— Exercise —
Write out the entire listing below exactly as it appears, minus any pictures.

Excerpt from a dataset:
»»
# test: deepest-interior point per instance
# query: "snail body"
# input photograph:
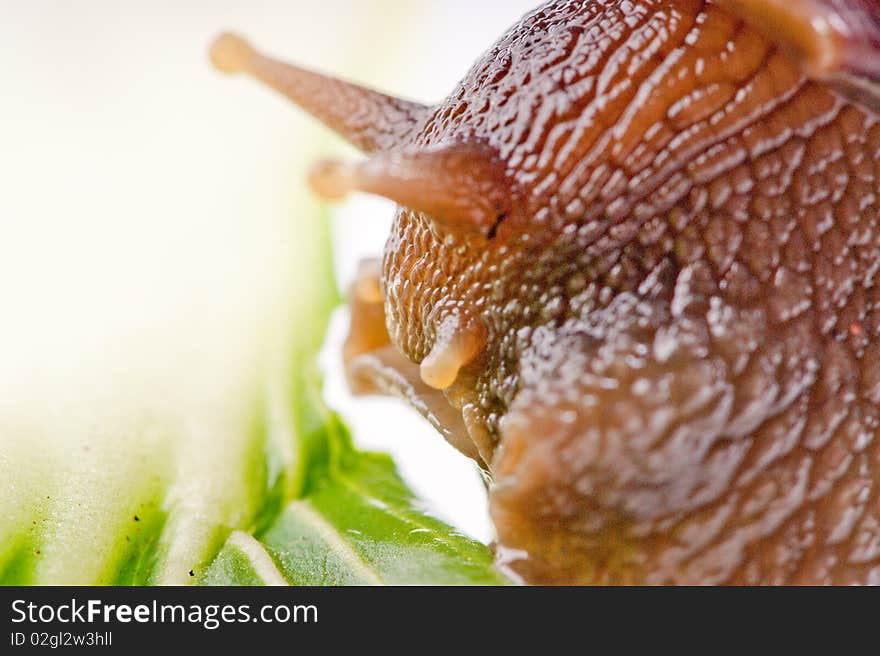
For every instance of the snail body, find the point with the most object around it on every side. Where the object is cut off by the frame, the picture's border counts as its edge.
(634, 275)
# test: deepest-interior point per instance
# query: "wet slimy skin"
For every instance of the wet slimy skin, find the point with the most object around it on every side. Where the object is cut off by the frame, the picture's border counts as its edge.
(635, 275)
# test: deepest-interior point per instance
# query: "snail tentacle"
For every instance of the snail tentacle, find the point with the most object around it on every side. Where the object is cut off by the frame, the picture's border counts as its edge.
(369, 120)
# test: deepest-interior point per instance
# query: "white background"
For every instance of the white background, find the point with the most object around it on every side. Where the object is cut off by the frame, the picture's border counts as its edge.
(146, 202)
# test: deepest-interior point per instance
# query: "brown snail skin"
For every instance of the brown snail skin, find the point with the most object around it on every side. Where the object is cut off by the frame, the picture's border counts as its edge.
(636, 276)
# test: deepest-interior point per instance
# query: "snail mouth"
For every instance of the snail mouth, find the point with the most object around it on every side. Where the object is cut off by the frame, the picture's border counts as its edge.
(386, 371)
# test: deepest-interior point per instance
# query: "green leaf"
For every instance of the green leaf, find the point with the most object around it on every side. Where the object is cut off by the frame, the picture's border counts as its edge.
(259, 485)
(357, 524)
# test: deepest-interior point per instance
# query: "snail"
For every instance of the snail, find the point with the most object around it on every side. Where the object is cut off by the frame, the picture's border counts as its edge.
(635, 275)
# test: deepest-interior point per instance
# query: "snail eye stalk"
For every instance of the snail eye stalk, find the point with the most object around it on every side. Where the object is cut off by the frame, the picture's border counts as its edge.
(463, 187)
(369, 120)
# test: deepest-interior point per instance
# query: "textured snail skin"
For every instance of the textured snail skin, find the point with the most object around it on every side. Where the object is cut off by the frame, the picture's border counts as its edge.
(670, 361)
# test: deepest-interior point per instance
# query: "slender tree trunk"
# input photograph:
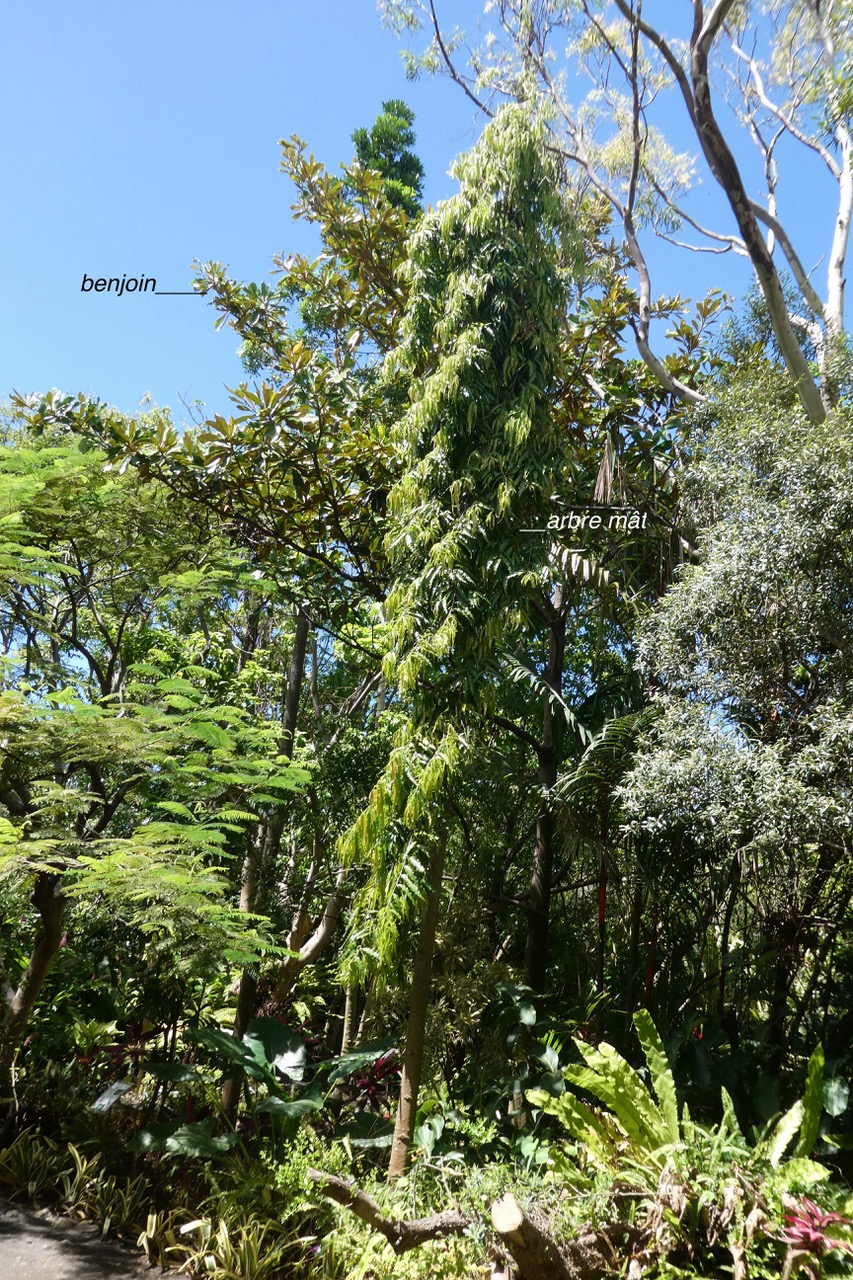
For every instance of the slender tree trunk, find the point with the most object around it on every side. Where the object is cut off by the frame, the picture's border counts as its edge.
(536, 952)
(419, 1004)
(18, 1004)
(347, 1038)
(50, 901)
(247, 987)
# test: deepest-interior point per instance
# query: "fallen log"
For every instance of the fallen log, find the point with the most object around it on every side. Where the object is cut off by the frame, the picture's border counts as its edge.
(402, 1234)
(533, 1249)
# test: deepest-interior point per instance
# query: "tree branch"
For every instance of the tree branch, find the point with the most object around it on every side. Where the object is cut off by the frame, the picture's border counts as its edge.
(401, 1235)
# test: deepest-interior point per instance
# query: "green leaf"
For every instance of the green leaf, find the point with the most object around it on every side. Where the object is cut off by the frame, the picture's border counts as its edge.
(185, 1139)
(836, 1093)
(812, 1104)
(658, 1066)
(783, 1133)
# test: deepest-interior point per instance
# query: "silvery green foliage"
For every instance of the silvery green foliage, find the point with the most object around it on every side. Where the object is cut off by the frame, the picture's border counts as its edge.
(751, 650)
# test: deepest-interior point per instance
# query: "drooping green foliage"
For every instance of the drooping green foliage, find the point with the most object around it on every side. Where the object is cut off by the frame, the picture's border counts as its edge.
(482, 449)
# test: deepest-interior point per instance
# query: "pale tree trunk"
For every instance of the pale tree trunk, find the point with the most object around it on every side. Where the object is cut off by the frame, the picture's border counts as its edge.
(247, 986)
(536, 951)
(49, 899)
(422, 976)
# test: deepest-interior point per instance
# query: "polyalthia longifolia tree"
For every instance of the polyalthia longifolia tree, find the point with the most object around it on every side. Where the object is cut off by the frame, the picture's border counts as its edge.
(482, 453)
(763, 90)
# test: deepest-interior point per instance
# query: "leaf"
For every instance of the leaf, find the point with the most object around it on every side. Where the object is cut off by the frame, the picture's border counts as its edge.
(799, 1173)
(183, 1139)
(812, 1104)
(357, 1059)
(178, 1073)
(611, 1079)
(272, 1043)
(658, 1065)
(210, 734)
(836, 1093)
(783, 1133)
(110, 1095)
(295, 1107)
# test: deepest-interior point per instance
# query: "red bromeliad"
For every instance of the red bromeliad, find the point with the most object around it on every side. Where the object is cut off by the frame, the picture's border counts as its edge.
(806, 1229)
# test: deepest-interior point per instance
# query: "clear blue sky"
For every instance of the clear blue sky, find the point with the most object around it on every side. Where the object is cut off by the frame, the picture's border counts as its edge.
(140, 136)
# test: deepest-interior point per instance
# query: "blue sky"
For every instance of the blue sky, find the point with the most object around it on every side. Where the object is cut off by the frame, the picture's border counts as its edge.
(140, 136)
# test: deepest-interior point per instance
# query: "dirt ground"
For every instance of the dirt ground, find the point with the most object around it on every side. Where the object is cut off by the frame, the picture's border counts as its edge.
(35, 1244)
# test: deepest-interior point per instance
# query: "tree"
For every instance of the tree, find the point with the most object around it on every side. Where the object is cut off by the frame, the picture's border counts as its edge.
(743, 785)
(129, 766)
(386, 149)
(784, 69)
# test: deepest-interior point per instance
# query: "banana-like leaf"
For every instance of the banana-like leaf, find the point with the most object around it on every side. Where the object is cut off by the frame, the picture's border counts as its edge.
(611, 1079)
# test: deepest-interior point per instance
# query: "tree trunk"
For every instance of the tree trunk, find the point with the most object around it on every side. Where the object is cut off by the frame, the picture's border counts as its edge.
(416, 1024)
(347, 1036)
(247, 987)
(536, 952)
(50, 901)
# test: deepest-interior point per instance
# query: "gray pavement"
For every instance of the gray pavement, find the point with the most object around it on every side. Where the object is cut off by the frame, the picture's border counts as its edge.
(33, 1244)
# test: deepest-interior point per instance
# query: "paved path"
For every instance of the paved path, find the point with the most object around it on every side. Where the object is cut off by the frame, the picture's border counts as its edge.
(33, 1244)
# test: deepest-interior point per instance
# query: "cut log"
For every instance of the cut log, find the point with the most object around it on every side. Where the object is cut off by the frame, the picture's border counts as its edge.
(530, 1248)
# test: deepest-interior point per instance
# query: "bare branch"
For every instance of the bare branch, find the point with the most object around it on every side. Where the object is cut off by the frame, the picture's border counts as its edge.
(451, 65)
(783, 117)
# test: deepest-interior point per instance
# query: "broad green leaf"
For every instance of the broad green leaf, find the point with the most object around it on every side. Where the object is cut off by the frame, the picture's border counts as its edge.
(658, 1065)
(812, 1104)
(783, 1133)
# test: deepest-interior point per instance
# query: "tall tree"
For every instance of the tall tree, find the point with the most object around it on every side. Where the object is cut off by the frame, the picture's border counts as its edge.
(784, 69)
(387, 147)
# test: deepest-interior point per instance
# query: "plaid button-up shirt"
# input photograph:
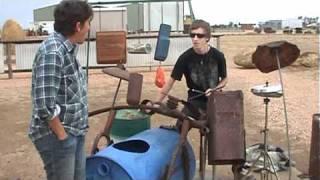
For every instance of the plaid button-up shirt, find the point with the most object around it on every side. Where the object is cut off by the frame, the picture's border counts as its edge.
(58, 82)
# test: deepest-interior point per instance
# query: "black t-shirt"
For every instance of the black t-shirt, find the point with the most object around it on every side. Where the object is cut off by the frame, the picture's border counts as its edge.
(201, 71)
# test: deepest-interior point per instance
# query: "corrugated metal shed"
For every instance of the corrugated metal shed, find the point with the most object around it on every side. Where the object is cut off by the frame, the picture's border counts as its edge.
(43, 14)
(104, 19)
(108, 19)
««
— Final result —
# test: deepest-interior point per instance
# query: "snail body"
# input photograph:
For every instance of the snail body, find the point with the most object around it on every side. Where the object is cut off by the frame, the picture's border counts as its edge.
(634, 275)
# test: deepest-interior point per instance
# query: "wet slimy skin"
For every instance of the wet slimy skin, find the point with the most object around it on every side. Where the object is cut off by the frame, the picture's border counts as its edge.
(635, 275)
# test: deepest-interior point per instance
# query: "snail tentacle"
For every instance of the snail tentacle, find the point with the most object around it on every side. Where the object is cut off by the frame, the picture's border counts as its edge.
(369, 120)
# test: deepest-interior point per instance
# query: "white background"
For every instance of the white background, find the point with the most object around it on every side. Where the object is cut off by the frame, the picture's border counts as its edge.
(146, 202)
# test: deepest-interior point per instance
# query: "brown snail skin"
For every instance of the brown snail skin, find the point with the most object around it on every side. Where the object is cut off by the frame, the picture's border counts as its edge.
(636, 276)
# test: deepest-interior point per instance
# query: "snail mouth"
For every instance of the snail mouth, find the point with the most object around it on every side. Where the object is cut off by the frame, the picture's border counts as its edge.
(386, 371)
# test: deepest-interior point per instance
# query: "green leaf"
For every instance of the green leaf, find the point with the most object around it on every side. Where the object is cut off by the frame, the picture's border counts as its edge.
(259, 485)
(357, 524)
# test: deepest-interior point per instance
# query: "snail"
For every instance of the snail, find the point with the most object around it on every side. Where the object is cut off by the frame, the picture's border counts as its edge.
(635, 275)
# test: deepest-interior point per instance
# query: "snail eye stalk"
For every instance of the snail eye stalk, find the point with the most object around it on every side. Where the object is cut off by the frame, the picture's border counts as its edge.
(463, 187)
(369, 120)
# test: deepest-interior point per instance
# query: "textured snail skin"
For every instance of the textured snail skin, find the point with the most object around it on every side. Where the object is cut off by the frame, the picture's border counts as its edge.
(670, 361)
# test: deepest-interior point per instance
# query: "slender tree trunk"
# input photograph:
For every instance of the slender tree trunk, find the point with the most object around it on every side. Where the object is cut off by the frame, the picture's border counts as its edge.
(536, 952)
(419, 1004)
(18, 1004)
(347, 1038)
(50, 901)
(247, 987)
# test: deepest-interior point per instance
# query: "fallen log"
For every instance of the fallen log, find the point with the most object around it on every side. Where the object is cut off by the frame, the picture's border counts as its edge.
(402, 1234)
(533, 1249)
# test: deepest-interior point per instance
# query: "tree branch"
For every instance of the tree branch, find the point with the most object around it on every side. Where the object is cut off by the frame, the picture's border counts as its edge.
(401, 1235)
# test: deepest-interior point per instance
# query: "green leaf"
For every instance of the green leaf, find the point with the most object around it on every side. Where the object is cut off by the frame, the picture's border counts as its edge.
(185, 1139)
(836, 1093)
(812, 1104)
(658, 1066)
(783, 1133)
# test: deepest-interior point per instance
# query: "silvery green foliage"
For every instance of the silvery green foliage, find the point with the most object around it on every side. Where the object is cut off by the frame, the picture's border counts as its edge.
(751, 650)
# test: deepest-interior point per instance
# query: "drooping green foliage"
For every instance of the drooping green foliage, find the point with the most object around it on every side. Where the object is cut off by the frame, the picture's border counts as its edge.
(482, 449)
# test: deepest-interior point per instance
# query: "pale tree trunk"
For every instance of the pale tree trunk, find the point with the most object around it on every side. Where the object is cut off by the frame, the picture's border counts as its edge.
(247, 986)
(536, 951)
(49, 899)
(422, 976)
# test: deepest-interior point per instance
# query: "polyalthia longifolia tree"
For every instance of the polyalthia longifolia tree, find the point with the most object around it on every side. Where the object is cut off by the frame, the picture's border counts as its edge.
(482, 453)
(763, 90)
# test: deepest-interior point per instance
# query: "leaf"
For every instance of the leaf, find the point with the most object around it on every side. Where the object is cut off by the frame, the picture's border counts as its edge.
(799, 1173)
(183, 1139)
(812, 1104)
(357, 1059)
(178, 1073)
(611, 1079)
(272, 1043)
(658, 1065)
(210, 734)
(836, 1093)
(783, 1133)
(110, 1095)
(295, 1107)
# test: deepest-interior point per instance
# query: "red bromeliad"
For every instance of the red bromeliad, find the point with the most object around it on every side. Where the object is cut off by the frame, the picture's border counts as its edge.
(806, 1229)
# test: deepest-interior point per instance
# query: "clear blue sky"
For every instance of the clear blue sky, find the point with the most object around it on every side. Where the object is cut off by the frame, the picture's border counts as its edge.
(140, 136)
# test: deepest-interior point per instance
# query: "blue sky"
For every instance of the blue sky, find the point with the most object around it on every side. Where the object is cut off by the frame, the picture's border counts as its edge.
(140, 136)
# test: deepest-interior point per instance
# query: "dirt ground"
For every instance of the dirt ground, find the point with the most object around it on every side. Where the object is cut off by the frame, the picture's border counts as its edge.
(35, 1244)
# test: deepest-interior point per instance
# query: "tree"
For every instance of the tree, find the point with the most object around it on every side. Where the object is cut off by the frame, the picture's border counts as its edge.
(743, 785)
(129, 766)
(386, 149)
(784, 69)
# test: deepest-interior point per instance
# query: "banana-like leaf"
For every instance of the banana-like leaf, find the point with the most object around it on every side. Where the object is cut off by the frame, the picture's border counts as its edge.
(611, 1079)
# test: deepest-interior point per instance
# query: "tree trunk"
For every instance of the tree trunk, find the point with the most object around it on every side. Where the object is cut off by the frame, the picture's border counts as its edge.
(416, 1024)
(347, 1036)
(247, 987)
(536, 952)
(50, 901)
# test: deepest-interior point per instance
# query: "gray pavement"
For every instance of the gray pavement, find the point with the most object around it on every side. Where the object is cut off by the frame, the picture's border counts as its edge.
(33, 1244)
# test: deepest-interior point per instance
# query: "paved path"
For every instance of the paved path, find the point with the most object around it on every side. Where the object is cut off by the frame, the picture's border counts as its edge.
(33, 1244)
# test: deepest-interior point per instance
# query: "cut log"
For every instance of the cut log, find the point with the most object around it on every side. Where the object is cut off by the frame, the picture's border counts as its edge.
(530, 1248)
# test: deepest-interior point per instance
# query: "bare branch"
For every instance of the bare branch, find the point with the most object around it on every side. Where the object is cut off by the frame, the picture's border counts as its edge.
(451, 65)
(783, 117)
# test: deepest-interior point per instance
# query: "broad green leaf"
For every instance of the broad green leaf, find the point with the most object around it on every side. Where the object is cut off by the frame, the picture's border counts as its edge.
(658, 1065)
(812, 1104)
(783, 1133)
# test: deepest-interior point per instance
# query: "tall tree"
For every instance of the tall tree, find the point with the most object around it on every side. Where the object is cut off by the frame, the picture's border counts as its edge.
(784, 69)
(387, 147)
# test: deepest-interior point per instance
# query: "plaid button-up shirt"
# input photograph:
For every instance of the plaid button-up shirt, find the point with the most object around it on every side. Where the object is cut off by the frame, the picture's border counts as its edge.
(58, 82)
# test: deepest-interior point per instance
# query: "black t-shirt"
For every instance of the black t-shirt, find the point with the most object around it on every side. Where the object is cut off by the frame, the picture's border counts as its edge.
(201, 71)
# test: deepest-interior point per instance
# query: "corrugated metal shed"
For every instance of the corrugated metal shed, find the point with the most object around it on every side. Where the object is cut off by the frame, the picture's border counts as its edge.
(43, 14)
(104, 19)
(108, 19)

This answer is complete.